= Work item =
Transcribe all of the data, leaving nothing out and changing nothing.

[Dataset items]
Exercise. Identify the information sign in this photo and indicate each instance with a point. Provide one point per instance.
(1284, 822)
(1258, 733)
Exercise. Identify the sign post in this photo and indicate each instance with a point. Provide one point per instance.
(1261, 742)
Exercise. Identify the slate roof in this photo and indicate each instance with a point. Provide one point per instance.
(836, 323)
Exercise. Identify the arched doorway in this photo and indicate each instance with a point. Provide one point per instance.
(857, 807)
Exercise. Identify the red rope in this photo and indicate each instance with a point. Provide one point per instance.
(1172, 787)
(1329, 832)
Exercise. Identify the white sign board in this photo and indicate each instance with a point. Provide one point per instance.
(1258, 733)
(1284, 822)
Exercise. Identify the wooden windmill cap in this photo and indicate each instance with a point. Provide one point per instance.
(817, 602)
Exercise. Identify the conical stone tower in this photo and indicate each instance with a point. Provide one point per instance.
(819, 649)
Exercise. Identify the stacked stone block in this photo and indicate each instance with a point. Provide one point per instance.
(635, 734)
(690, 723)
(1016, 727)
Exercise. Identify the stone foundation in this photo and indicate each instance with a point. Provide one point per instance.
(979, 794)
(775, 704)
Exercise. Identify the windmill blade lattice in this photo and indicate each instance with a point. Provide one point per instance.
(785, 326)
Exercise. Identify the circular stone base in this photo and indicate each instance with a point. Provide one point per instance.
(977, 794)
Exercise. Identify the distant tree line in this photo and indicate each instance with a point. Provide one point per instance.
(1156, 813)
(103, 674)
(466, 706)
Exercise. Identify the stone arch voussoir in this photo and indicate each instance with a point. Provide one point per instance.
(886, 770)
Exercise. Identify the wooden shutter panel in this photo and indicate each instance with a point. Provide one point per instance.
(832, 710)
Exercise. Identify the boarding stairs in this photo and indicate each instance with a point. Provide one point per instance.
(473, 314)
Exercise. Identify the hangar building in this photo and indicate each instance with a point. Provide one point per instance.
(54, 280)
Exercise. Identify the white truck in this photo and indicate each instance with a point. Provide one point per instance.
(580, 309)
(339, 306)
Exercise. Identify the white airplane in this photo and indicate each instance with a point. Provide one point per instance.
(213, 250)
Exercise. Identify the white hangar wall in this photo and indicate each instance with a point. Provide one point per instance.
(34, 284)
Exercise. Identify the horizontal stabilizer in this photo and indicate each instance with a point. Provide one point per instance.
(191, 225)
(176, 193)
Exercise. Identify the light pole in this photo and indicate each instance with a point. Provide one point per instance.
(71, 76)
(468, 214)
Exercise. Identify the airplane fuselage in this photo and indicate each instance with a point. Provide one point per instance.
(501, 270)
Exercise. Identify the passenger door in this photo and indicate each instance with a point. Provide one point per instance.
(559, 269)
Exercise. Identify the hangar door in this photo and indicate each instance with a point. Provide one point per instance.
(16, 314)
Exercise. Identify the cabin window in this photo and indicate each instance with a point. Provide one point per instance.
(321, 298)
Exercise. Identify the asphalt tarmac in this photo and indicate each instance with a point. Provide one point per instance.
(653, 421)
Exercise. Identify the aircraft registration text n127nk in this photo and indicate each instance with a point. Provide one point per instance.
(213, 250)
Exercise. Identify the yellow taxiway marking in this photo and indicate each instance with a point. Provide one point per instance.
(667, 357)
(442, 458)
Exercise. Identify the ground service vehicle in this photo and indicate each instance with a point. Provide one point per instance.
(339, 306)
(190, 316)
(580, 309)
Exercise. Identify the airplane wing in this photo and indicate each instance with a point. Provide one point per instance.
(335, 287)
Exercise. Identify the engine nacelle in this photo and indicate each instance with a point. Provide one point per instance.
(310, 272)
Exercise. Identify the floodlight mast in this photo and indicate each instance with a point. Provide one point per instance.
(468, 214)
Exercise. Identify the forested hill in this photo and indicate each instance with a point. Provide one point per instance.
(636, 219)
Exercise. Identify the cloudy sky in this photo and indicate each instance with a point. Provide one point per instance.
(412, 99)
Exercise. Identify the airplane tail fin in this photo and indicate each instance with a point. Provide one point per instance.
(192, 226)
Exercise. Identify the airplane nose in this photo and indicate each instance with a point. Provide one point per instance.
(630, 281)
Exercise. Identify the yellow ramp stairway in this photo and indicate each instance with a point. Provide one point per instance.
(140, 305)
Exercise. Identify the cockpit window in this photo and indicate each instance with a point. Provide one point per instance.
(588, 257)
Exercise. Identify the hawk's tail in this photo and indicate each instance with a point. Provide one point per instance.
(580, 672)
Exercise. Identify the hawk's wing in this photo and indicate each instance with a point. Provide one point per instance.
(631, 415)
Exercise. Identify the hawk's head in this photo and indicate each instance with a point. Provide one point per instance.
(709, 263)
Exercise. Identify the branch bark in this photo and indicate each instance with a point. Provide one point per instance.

= Result =
Exercise. Identify the information sign in this photo and indicate each instance with a point. Provide one point per instance.
(1284, 822)
(1258, 733)
Exercise. Identify the sign post in this photo and indicate each instance with a point. Provide one point per instance.
(1261, 742)
Exercise. Identify the slate roof in this photo and indicate each instance with a point. Provide one point per instance.
(836, 323)
Exercise. Identify the arched doorway in this photo and indicate each instance with a point. Provide one point per instance.
(857, 807)
Exercise. Identify the red rope in this photo and indicate each instance with a point. Provide one point per instance.
(1172, 787)
(1329, 832)
Exercise. Identify the white sign board in this photo and indicate each instance with a point. Provide one point per instance.
(1258, 733)
(1284, 822)
Exercise. Identify the wooden windmill cap in this photo and indicate each instance with a point. Provide one point per instance.
(817, 602)
Exercise. Identify the conical stone tower in this photo and indicate each instance with a point. Provide one point per instance.
(819, 649)
Exercise. Identify the stacked stone block in this photo and indicate each instance with a point. Provide one point per instance.
(635, 734)
(690, 723)
(1016, 727)
Exercise. Identify the stone foundation in this photo and indicate each instance with a point. Provide one point per instance.
(979, 794)
(775, 704)
Exercise. Identify the windmill blade lattice in this photo and indicate each instance with a point. Provide one point per instance.
(785, 326)
Exercise. Identify the circular stone base in this photo and indicate each instance with a point. Provide one point per instance.
(977, 794)
Exercise. Identify the distant tree line in this photo and indicate each instance with a point. Provide one point per instance.
(1156, 813)
(103, 674)
(466, 706)
Exercise. Identify the stone arch voussoir in this photo and indicate each instance with a point. Provide one point per instance.
(886, 770)
Exercise. Identify the wooden shutter panel in this photo and indicate each instance with a point. Provide one point per instance.
(832, 710)
Exercise. Identify the boarding stairs in this photo and indicate each instance with a point. Provide one point per instance.
(473, 314)
Exercise. Identify the hangar building in this photo and indicate each instance with a point. Provide one point per instance.
(54, 280)
Exercise. Identify the white truck in this photo and indicate each instance with a point. Provide one point per instance.
(580, 309)
(339, 306)
Exercise. Identify the white airplane in this photo and indicate each instance with a point. Provide one point per instance.
(213, 250)
Exercise. Identify the white hangar wall in this photo and indicate each instance with a point. Provide one point per instance.
(34, 284)
Exercise. Identify the horizontal stabilizer in this photo and indicate each instance with a point. Provide one point per instance.
(191, 225)
(176, 193)
Exercise. Identify the light pole in this photo and indicate each instance with a point. Provide one point per instance.
(71, 76)
(468, 214)
Exercise. Identify the airplane fuselage in this photo and indicate each instance with a point. Provide one point per instance.
(501, 270)
Exercise. Identify the passenger door in this photo and indicate each instance with a point. Provide one point per instance.
(559, 269)
Exercise. Identify the hangar door in this photo and indicate each instance with a point. Provide one point per instance.
(16, 314)
Exercise. Identify the cabin window in this photo and indicate each instance with a point. Provide one point per instance.
(321, 298)
Exercise. Identify the asphalt tarmac in this photo and indicate each instance with a point. Provide one point per instance.
(653, 421)
Exercise. Identify the aircraft registration text n127nk in this photo and indicate each instance with a point. Provide one point per instance.
(213, 250)
Exercise. Identify the yellow taxiway marking in this photo and indicate each instance with a point. Provide one point per instance.
(667, 357)
(442, 458)
Exercise. Identify the ground service vehicle in this photo and indicate each instance with a point. Provide one point per instance.
(339, 306)
(190, 316)
(580, 309)
Exercise. Identify the airplane wing in this photo and indicate each instance with a point. Provide one point per instance.
(335, 287)
Exercise. Identify the engine nacelle in this photo and indicate each instance with a point. Provide one point per instance.
(310, 272)
Exercise. Identify the floodlight mast in this photo and indicate each instance with a point. Provide one point per instance.
(468, 214)
Exercise. Identify the forested hill in this photo and indicate each instance with a point. Provide one point per instance.
(636, 219)
Exercise. Identify the cloudy sky in this photo and indicate each instance with a point. Provide one point per instance.
(412, 99)
Exercise. Identify the airplane tail fin in this photo and indicate each instance with a point. Provide one point per instance.
(192, 226)
Exercise. Identify the airplane nose in this photo and indicate each instance with a point. Provide one point per instance.
(630, 281)
Exercise. Identify the yellow ramp stairway in this photo and indicate each instance with a point. Provide one point per instance.
(140, 305)
Exercise. Identify the cockpit window in this photo and indicate each instance with a point. Provide one point per instance.
(588, 257)
Exercise. Identify the hawk's tail in this photo and indicate each instance with a point. Provide one point per instance.
(580, 672)
Exercise. Identify the hawk's wing in this photo and indicate each instance with a point. Provide one point per instance.
(631, 415)
Exercise. Identify the hawk's head in this photo and indicate each instance with a point. Provide one point per instance.
(709, 263)
Exercise. Identify the branch bark in this photo and indicate each instance with a point. Provide one point per instance.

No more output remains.